[Task details]
Rewrite the lines from the one containing "Target: sidewalk" through the end of the records, swapping "photo" for "image" and keeping everything else the same.
-- BEGIN Data shown --
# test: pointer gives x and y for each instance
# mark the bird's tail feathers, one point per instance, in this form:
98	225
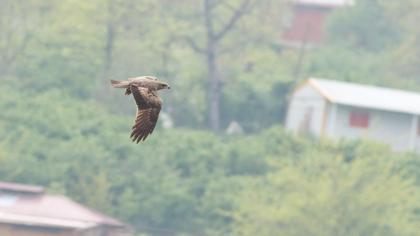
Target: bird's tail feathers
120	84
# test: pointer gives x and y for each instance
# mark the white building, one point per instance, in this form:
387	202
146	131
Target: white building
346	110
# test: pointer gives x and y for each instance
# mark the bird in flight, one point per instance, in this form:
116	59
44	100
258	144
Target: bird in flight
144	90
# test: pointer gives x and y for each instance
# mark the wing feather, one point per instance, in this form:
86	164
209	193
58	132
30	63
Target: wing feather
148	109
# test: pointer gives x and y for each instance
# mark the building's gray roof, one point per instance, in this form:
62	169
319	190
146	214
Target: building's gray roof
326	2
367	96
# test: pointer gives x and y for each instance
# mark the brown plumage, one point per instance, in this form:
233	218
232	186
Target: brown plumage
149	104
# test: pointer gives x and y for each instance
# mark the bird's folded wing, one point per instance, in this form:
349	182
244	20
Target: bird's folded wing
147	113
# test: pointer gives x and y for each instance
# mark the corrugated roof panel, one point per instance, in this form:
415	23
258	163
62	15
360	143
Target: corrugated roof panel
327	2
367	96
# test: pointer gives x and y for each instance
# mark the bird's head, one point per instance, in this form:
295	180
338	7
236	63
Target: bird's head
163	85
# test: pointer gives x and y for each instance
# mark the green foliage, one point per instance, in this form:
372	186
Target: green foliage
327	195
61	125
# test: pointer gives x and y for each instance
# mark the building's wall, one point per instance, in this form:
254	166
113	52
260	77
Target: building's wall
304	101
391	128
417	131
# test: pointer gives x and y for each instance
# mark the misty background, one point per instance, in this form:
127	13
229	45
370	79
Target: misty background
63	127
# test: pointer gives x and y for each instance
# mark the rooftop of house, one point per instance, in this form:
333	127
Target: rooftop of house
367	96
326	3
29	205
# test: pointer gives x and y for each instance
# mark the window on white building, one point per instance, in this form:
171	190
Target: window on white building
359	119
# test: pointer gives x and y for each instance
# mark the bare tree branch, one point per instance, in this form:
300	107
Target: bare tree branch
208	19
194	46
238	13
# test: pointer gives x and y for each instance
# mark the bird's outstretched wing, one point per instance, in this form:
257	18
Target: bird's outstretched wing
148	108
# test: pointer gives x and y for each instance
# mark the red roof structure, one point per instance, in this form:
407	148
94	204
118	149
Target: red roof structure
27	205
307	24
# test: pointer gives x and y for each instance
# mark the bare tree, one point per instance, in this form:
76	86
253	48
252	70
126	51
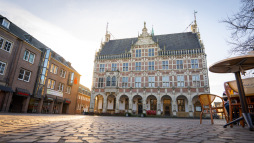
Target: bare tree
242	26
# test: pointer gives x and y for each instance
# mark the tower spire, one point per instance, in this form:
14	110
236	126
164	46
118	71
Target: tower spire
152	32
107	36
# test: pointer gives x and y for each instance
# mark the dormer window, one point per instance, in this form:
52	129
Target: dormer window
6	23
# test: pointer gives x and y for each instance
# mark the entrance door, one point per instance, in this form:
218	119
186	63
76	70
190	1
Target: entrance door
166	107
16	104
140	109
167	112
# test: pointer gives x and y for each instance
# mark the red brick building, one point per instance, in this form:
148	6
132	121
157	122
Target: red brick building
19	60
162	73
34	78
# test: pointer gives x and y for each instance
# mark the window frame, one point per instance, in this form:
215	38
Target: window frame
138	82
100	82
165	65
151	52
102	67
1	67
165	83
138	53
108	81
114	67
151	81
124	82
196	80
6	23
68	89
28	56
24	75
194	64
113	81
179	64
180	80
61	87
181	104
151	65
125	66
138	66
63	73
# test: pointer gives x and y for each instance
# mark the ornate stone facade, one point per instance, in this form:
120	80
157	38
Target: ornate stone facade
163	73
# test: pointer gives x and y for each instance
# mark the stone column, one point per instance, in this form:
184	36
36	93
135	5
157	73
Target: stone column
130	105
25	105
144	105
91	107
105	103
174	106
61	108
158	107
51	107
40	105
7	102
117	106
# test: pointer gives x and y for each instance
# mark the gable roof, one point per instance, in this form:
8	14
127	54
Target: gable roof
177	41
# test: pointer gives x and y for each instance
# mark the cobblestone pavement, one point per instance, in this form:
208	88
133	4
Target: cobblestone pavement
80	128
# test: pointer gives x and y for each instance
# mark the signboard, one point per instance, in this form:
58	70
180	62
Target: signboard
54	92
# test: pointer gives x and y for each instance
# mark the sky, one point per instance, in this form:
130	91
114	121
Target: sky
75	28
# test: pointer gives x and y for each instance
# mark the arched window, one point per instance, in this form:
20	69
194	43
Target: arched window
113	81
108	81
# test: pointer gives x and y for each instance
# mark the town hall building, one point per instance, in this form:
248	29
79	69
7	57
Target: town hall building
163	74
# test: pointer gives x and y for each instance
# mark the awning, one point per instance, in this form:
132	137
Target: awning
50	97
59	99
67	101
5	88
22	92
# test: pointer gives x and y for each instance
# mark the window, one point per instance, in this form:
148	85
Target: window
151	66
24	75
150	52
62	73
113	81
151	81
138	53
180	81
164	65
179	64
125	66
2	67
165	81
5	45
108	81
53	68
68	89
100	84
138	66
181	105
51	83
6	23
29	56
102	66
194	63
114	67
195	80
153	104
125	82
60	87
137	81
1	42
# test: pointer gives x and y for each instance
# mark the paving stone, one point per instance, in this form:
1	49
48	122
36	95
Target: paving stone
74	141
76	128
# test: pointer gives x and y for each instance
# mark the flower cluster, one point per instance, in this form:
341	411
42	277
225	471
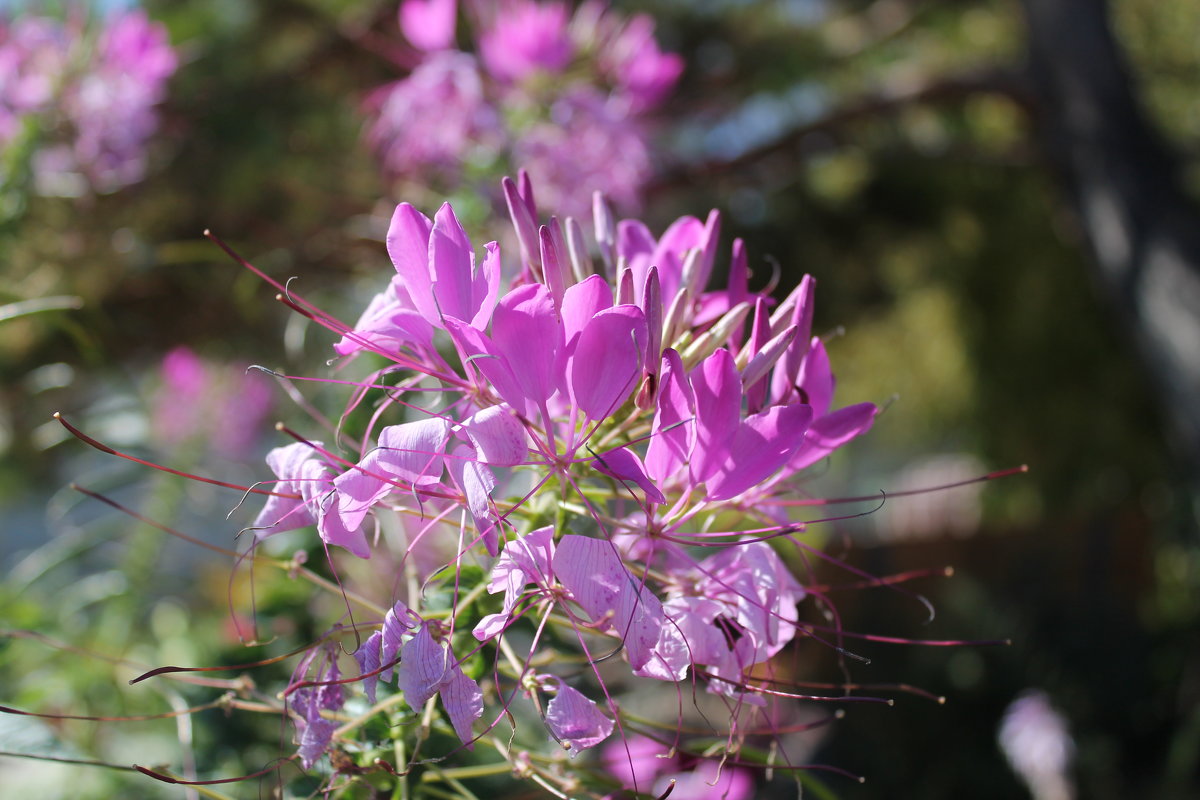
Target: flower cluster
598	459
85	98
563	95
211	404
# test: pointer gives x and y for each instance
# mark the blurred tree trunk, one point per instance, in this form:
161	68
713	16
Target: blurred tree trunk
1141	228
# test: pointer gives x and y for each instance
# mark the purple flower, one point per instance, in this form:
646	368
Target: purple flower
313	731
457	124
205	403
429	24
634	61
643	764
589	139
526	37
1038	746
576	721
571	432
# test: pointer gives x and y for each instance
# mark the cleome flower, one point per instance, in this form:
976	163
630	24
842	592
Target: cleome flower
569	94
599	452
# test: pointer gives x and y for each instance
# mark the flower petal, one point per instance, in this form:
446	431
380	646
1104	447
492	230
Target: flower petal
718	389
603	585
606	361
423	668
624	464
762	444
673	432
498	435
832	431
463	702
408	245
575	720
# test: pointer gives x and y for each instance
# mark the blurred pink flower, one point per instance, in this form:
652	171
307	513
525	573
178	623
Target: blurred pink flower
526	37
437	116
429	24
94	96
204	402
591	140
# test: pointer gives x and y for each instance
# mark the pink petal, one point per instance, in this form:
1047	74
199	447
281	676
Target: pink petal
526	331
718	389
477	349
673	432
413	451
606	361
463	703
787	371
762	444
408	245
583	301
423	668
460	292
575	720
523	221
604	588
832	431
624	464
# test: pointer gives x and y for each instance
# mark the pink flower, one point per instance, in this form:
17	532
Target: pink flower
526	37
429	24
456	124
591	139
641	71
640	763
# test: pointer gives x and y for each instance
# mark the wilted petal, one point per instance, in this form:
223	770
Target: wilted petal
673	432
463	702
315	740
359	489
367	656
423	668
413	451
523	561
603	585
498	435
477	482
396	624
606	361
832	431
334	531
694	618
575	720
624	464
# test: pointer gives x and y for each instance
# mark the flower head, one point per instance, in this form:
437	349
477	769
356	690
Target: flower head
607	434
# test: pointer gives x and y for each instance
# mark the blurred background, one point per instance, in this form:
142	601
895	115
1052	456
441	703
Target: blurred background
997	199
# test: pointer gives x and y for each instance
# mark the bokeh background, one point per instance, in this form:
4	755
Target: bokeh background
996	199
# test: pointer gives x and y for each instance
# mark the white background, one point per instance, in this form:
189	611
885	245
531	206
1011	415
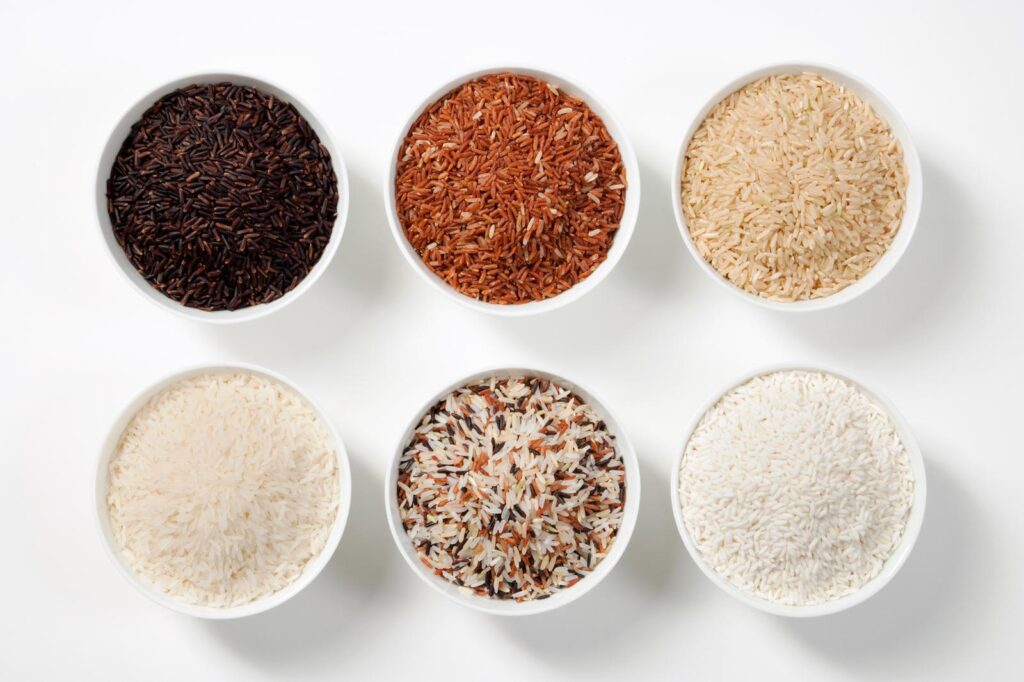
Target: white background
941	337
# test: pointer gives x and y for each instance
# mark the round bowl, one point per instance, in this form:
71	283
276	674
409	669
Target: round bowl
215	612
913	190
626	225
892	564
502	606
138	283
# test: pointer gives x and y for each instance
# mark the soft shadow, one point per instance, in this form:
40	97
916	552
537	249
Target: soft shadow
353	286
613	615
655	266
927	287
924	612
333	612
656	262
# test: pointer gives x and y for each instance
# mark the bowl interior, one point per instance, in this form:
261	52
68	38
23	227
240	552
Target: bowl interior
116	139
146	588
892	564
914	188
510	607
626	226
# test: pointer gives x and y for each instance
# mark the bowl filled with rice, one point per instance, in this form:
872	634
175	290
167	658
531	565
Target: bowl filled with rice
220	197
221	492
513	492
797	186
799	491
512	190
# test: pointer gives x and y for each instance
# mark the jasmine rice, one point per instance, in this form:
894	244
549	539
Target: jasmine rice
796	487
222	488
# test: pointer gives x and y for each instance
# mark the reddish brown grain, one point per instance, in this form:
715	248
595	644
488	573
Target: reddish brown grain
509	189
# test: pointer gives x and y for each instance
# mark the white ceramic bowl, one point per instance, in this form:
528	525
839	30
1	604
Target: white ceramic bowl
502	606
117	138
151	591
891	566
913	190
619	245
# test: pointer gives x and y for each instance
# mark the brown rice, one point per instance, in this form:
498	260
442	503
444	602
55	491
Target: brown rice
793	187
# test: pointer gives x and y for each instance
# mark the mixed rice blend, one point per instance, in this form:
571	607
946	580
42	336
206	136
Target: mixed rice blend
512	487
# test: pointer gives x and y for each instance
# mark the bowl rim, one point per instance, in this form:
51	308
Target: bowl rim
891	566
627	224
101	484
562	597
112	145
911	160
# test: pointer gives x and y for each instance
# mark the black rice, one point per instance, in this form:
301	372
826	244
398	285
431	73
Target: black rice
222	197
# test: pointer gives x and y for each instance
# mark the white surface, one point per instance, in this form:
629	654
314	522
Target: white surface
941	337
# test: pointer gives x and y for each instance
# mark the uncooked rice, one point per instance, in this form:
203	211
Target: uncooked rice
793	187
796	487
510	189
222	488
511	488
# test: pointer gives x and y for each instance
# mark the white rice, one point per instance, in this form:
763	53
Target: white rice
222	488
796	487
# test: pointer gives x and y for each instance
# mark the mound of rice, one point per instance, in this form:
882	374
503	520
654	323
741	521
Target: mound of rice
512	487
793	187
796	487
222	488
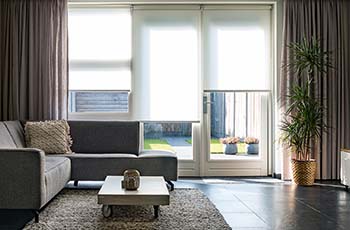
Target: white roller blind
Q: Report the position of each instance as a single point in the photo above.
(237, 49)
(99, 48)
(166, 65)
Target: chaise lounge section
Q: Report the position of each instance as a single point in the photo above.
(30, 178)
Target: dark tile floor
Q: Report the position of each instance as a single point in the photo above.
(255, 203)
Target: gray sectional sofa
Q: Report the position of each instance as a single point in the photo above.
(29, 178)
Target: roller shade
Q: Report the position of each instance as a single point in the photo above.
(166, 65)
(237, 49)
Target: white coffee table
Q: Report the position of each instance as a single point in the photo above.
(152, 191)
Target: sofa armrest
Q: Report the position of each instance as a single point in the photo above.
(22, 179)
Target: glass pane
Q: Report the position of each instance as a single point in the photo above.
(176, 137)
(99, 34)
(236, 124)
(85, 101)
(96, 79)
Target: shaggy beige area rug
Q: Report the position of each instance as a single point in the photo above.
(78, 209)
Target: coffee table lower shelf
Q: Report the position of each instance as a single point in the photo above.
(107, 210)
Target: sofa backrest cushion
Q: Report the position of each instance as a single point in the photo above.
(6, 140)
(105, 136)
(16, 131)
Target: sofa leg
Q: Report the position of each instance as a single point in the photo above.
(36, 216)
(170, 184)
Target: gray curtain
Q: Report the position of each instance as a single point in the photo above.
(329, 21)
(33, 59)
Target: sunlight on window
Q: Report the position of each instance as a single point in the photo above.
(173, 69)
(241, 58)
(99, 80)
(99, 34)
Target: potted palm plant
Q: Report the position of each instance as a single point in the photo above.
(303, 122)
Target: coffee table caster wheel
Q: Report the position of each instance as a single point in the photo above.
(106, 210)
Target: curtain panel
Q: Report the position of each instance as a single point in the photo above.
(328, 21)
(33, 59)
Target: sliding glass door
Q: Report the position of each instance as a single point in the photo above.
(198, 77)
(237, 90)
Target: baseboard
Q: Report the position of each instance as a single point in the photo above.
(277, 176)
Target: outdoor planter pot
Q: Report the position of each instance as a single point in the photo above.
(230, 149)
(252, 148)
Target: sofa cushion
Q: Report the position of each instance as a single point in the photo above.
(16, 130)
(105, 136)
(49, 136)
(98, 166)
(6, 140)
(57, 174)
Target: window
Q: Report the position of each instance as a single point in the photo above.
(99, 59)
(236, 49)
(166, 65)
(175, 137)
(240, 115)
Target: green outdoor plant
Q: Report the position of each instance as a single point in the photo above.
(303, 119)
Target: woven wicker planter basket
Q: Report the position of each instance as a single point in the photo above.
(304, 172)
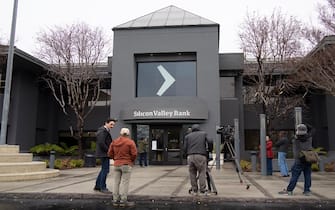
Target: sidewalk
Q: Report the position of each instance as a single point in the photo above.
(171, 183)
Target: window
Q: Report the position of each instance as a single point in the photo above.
-- END Data shown --
[Output for this exercise]
Target: sidewalk
Q: Report the position of each instance as a single point in the image above.
(171, 183)
Target: window
Q: Report the position of each instance as a single point in the image above.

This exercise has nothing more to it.